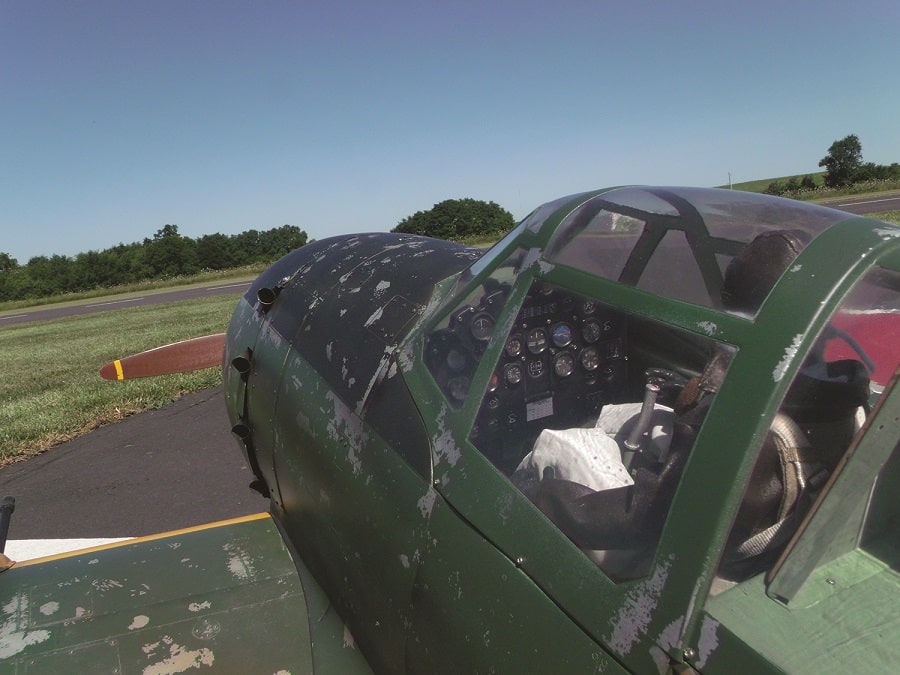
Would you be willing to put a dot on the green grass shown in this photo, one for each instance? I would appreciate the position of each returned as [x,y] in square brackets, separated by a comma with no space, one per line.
[761,185]
[888,216]
[51,390]
[247,273]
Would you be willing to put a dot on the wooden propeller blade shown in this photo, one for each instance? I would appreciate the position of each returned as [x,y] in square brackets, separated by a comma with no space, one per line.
[178,357]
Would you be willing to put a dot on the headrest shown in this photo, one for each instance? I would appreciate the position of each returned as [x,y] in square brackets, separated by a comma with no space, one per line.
[753,272]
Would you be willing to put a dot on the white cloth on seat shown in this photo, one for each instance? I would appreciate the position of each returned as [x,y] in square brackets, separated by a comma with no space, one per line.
[585,456]
[619,420]
[593,457]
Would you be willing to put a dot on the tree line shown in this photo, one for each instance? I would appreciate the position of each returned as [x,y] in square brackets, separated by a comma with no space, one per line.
[462,220]
[844,167]
[167,254]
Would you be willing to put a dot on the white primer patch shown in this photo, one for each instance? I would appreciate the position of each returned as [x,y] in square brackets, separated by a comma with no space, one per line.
[376,315]
[179,659]
[709,641]
[789,354]
[239,563]
[13,641]
[426,503]
[139,622]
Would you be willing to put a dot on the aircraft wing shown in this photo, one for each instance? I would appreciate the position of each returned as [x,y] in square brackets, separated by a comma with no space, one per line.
[226,597]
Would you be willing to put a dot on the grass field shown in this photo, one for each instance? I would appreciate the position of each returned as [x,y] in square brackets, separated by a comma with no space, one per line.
[51,390]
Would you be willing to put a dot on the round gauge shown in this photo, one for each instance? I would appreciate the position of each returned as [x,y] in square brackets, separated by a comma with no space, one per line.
[535,368]
[590,358]
[459,387]
[482,326]
[536,341]
[564,364]
[456,360]
[514,346]
[591,331]
[513,374]
[562,335]
[494,383]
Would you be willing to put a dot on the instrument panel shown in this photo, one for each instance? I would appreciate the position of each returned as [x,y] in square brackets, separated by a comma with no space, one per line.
[565,356]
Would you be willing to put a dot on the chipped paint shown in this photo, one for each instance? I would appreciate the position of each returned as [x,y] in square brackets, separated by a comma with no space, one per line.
[103,585]
[426,503]
[349,642]
[375,316]
[139,622]
[445,448]
[633,618]
[708,641]
[667,640]
[14,633]
[708,327]
[179,658]
[789,354]
[240,564]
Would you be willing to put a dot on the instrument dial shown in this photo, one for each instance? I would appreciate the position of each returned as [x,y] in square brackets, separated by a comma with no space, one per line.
[513,374]
[591,331]
[536,341]
[564,364]
[482,326]
[562,335]
[590,359]
[514,346]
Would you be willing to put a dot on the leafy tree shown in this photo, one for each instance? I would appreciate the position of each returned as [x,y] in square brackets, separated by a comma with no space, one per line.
[216,252]
[7,262]
[459,219]
[842,161]
[169,254]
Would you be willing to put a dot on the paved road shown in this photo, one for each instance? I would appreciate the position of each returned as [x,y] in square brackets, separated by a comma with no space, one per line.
[154,298]
[866,205]
[160,470]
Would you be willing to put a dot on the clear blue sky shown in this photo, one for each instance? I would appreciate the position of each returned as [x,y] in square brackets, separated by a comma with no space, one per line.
[117,118]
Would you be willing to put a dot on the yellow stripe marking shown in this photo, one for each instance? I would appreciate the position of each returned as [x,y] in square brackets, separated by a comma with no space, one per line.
[137,540]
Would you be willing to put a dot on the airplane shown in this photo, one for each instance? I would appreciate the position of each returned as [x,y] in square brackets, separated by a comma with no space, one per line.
[651,430]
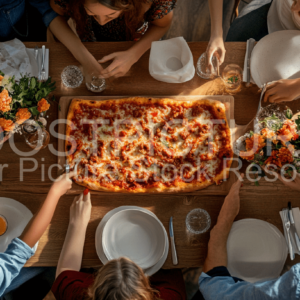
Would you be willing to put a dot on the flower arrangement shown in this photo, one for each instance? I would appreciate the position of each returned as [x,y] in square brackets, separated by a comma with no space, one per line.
[21,100]
[276,145]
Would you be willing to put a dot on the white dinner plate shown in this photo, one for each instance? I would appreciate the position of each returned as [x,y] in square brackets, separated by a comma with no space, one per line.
[256,250]
[276,56]
[17,216]
[98,239]
[134,234]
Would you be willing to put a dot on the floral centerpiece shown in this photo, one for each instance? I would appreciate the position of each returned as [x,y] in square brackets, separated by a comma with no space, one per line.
[22,100]
[276,145]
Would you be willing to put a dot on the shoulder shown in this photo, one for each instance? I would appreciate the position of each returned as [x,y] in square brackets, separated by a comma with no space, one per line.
[71,283]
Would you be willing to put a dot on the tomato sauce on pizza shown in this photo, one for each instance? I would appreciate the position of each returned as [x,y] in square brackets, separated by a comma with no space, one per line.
[148,145]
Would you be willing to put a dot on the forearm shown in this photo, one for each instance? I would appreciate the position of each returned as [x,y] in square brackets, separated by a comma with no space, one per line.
[154,33]
[217,246]
[216,16]
[62,31]
[71,254]
[40,221]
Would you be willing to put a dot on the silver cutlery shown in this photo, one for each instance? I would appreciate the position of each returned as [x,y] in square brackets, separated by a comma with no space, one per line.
[250,46]
[43,71]
[293,227]
[173,249]
[287,225]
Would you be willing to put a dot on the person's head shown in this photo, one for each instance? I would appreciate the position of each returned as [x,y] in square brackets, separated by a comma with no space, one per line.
[296,6]
[104,11]
[121,279]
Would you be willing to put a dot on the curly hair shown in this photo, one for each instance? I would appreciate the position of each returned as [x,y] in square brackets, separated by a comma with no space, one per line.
[121,279]
[132,10]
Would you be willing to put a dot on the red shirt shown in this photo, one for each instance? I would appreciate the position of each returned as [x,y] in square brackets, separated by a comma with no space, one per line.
[72,285]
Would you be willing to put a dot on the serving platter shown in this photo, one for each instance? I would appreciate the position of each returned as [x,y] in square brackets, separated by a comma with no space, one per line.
[228,100]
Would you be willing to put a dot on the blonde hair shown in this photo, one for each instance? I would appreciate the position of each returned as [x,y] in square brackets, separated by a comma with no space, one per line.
[121,279]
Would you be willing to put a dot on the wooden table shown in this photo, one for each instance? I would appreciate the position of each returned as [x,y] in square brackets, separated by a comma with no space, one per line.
[261,202]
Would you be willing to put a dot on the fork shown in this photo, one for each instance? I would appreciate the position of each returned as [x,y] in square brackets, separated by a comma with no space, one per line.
[287,225]
[43,71]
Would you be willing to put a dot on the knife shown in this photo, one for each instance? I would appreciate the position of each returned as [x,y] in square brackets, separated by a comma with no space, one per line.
[250,46]
[174,254]
[293,227]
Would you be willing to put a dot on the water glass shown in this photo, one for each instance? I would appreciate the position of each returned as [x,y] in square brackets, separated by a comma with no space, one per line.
[202,67]
[198,221]
[71,77]
[232,76]
[95,83]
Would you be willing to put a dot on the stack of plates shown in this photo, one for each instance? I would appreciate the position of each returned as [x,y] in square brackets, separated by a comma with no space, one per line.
[256,250]
[133,232]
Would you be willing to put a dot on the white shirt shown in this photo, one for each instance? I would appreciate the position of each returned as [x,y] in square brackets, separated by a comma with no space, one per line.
[279,15]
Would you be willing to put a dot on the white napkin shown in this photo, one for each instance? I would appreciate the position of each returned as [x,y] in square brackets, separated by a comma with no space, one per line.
[15,59]
[171,61]
[245,67]
[296,214]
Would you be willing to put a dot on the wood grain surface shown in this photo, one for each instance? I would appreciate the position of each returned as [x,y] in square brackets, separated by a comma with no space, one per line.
[262,202]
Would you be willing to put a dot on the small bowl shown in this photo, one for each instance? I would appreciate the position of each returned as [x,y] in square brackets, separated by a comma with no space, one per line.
[6,223]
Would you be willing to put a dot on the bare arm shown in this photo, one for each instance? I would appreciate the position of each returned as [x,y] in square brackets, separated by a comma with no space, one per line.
[71,253]
[40,221]
[122,61]
[217,246]
[216,43]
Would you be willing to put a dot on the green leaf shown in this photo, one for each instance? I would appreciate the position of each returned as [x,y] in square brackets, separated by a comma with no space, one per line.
[289,113]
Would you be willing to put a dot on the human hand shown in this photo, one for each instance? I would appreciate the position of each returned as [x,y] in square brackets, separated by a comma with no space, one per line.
[62,184]
[282,90]
[215,47]
[121,63]
[80,211]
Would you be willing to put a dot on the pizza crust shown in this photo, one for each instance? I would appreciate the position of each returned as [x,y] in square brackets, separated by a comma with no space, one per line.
[218,110]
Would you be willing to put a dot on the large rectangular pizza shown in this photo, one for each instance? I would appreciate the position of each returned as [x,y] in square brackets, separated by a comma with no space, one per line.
[148,145]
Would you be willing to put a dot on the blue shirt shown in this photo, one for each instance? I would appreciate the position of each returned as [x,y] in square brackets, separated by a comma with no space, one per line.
[286,287]
[12,10]
[12,261]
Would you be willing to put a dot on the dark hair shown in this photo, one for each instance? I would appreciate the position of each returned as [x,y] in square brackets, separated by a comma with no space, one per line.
[132,10]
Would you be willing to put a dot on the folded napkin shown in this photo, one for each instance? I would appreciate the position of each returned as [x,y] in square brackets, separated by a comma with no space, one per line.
[245,65]
[171,61]
[296,214]
[15,59]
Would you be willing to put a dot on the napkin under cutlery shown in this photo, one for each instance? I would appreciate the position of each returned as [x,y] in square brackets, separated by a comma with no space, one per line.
[296,214]
[249,49]
[15,59]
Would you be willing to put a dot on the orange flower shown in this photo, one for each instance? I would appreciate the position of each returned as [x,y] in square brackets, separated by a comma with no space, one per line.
[43,105]
[5,101]
[22,115]
[267,133]
[280,157]
[287,132]
[6,125]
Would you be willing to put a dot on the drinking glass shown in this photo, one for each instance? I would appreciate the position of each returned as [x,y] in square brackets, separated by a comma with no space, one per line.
[71,77]
[202,69]
[232,78]
[198,221]
[95,83]
[35,137]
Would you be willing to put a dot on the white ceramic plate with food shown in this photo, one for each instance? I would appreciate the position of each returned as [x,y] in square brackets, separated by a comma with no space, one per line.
[134,234]
[98,239]
[256,250]
[276,56]
[17,216]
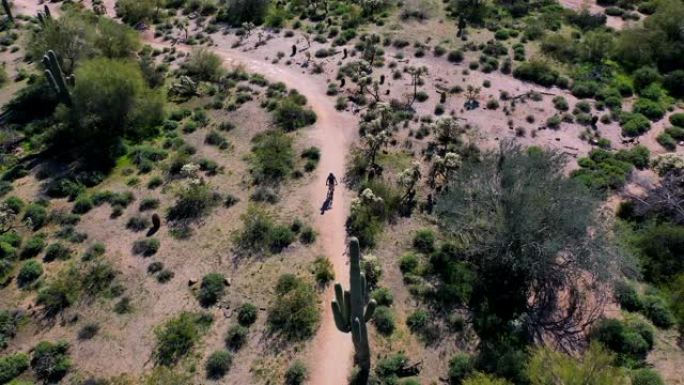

═══

Count the lines in the records above that contain the string "glass", with case counting. Reply with the number alone.

-- Solution to this task --
2